(TEXTE SOURCE):
--
Blanche, Douce, Belle et Rose ont chacune les cheveux mi-longs, un garçon de douze ans qui performe à l’école, un tailleur de bonne qualité acheté à bon prix, un adorable bébé fille, un travail respectable dans un bureau respectable avec un patron respectable et une liste interminable de fantasmes… inassouvis. Avec la férocité dont seules les femmes sont capables, les quatre protagonistes se livreront à d’épouvantables séances de tortures psychologiques. Pour garder sa faveur auprès du patron et sa place dans la hiérarchie, tous les moyens sont bons.
Isabelle Sorente signe avec Hard Copy une comédie sanglante, devant laquelle on ne peut s’empêcher de frissonner tant l’absurdité et la méchanceté surgissent de la petite séance de commérage et du travail d’équipe qui n’ont qu’un but : la destruction massive de cette collègue pourtant semblable aux trois autres.
--
(DONNÉES ENREGISTRÉES):
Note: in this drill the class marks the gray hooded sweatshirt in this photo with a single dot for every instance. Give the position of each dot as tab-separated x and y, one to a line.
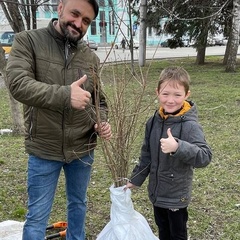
--
(CONSIGNE A): D'après le texte source sur la pièce Hard Copy, pourquoi, pour les quatre protagonistes, « tous les moyens sont bons » ? Répondez en une à trois phrases.
(CONSIGNE B): Poursuivez la présentation de la pièce Hard Copy après sa dernière phrase.

(RÉPONSE A): Pour les quatre protagonistes, tous les moyens sont bons parce que chacune veut garder sa faveur auprès du patron et sa place dans la hiérarchie.

(RÉPONSE B):
Isabelle Sorente trace avec justesse et mordant le portrait de femmes qui doivent concilier tous leurs rôles sociaux, vivre avec leurs convictions personnelles et lutter contre leurs démons au quotidien.
Scénographie : Maude Ledoux
Conception sonore : Francis Gagnon
Conception des éclairages : Jeanne Fortin L.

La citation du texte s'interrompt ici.